Rescale the rows between the line holding "Mark each instance of the beige" and the end of the rows, inclusive: write out every line in that span, and multiply only the x and y coordinates listed after each "Target:" line by 1.85, rounding to whole numbers with halves going up. Copy all other lines unchanged and leave out the pictures.

** begin **

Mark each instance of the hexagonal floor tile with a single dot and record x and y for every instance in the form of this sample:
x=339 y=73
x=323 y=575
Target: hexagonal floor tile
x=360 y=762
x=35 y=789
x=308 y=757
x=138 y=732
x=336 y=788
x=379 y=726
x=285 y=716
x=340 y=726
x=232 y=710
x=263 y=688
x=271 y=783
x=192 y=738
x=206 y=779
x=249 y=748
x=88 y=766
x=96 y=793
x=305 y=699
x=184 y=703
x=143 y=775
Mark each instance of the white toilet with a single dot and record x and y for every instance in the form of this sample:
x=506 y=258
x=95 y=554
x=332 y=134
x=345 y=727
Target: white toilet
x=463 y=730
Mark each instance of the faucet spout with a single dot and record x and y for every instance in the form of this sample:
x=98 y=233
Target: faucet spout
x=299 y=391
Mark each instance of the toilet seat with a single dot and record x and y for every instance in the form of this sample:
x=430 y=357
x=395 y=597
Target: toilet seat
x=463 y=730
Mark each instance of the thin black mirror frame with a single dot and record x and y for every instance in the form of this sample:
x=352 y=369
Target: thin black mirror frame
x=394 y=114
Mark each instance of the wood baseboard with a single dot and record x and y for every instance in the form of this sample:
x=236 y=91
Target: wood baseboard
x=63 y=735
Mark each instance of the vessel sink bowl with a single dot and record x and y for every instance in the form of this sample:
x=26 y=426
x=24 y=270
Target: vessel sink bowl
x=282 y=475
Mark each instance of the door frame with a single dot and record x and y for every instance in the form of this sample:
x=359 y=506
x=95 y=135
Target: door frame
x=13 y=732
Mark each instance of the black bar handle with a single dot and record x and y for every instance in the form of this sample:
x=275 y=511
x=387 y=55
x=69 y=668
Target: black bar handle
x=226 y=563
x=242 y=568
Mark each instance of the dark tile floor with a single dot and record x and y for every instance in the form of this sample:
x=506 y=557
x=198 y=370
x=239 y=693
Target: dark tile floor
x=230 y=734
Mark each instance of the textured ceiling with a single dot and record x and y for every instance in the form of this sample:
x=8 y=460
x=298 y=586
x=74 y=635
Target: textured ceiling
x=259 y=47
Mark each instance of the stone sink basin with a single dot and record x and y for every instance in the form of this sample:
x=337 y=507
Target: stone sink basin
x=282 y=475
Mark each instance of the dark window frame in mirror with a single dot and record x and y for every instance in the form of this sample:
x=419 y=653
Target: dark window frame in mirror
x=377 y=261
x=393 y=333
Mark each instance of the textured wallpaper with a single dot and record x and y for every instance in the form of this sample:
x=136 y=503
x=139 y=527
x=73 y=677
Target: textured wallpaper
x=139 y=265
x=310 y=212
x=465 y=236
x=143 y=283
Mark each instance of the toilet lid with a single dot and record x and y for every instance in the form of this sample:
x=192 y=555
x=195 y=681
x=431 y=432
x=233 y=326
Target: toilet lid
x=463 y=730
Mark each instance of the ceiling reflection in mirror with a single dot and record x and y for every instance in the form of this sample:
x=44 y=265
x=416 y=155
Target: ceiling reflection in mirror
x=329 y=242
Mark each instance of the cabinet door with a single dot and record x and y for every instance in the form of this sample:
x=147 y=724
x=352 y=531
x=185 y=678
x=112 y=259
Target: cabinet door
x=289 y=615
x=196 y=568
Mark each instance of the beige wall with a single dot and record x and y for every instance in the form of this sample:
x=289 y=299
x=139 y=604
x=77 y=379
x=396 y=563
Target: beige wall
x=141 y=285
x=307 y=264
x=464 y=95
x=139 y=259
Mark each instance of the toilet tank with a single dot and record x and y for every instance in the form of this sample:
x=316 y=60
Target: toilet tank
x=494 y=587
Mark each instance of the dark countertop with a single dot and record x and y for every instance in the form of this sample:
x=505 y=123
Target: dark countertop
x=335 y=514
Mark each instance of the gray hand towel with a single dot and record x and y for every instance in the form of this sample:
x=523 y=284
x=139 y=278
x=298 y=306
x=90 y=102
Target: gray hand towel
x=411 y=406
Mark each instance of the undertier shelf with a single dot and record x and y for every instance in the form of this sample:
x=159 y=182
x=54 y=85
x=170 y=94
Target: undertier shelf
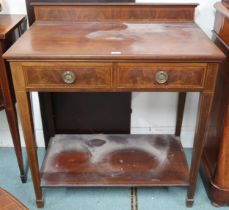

** end **

• The completed task:
Mark each instance of the beige wall with a single dot and record x and y for every instance in the form of this sample:
x=289 y=299
x=139 y=604
x=77 y=379
x=396 y=563
Target: beige wall
x=261 y=527
x=568 y=488
x=858 y=176
x=257 y=479
Mark each instance of the toilet tank with a single dot and record x and y for every instance in the form of this sample:
x=316 y=60
Target: toilet tank
x=914 y=1086
Mark each instance of the dark countertop with a single dot and record x and y for every instance in the form of this sample:
x=505 y=123
Target: dark countertop
x=620 y=951
Mark each instance of the gray hand towel with a single dot and record x and y for every instance in the form of this sample:
x=523 y=284
x=139 y=278
x=298 y=306
x=90 y=102
Target: gray hand towel
x=760 y=751
Mark each instance of the undertier shelf with a single dot and record x and y for every instance in the form of this sample:
x=159 y=182
x=54 y=85
x=170 y=94
Target: undertier shelf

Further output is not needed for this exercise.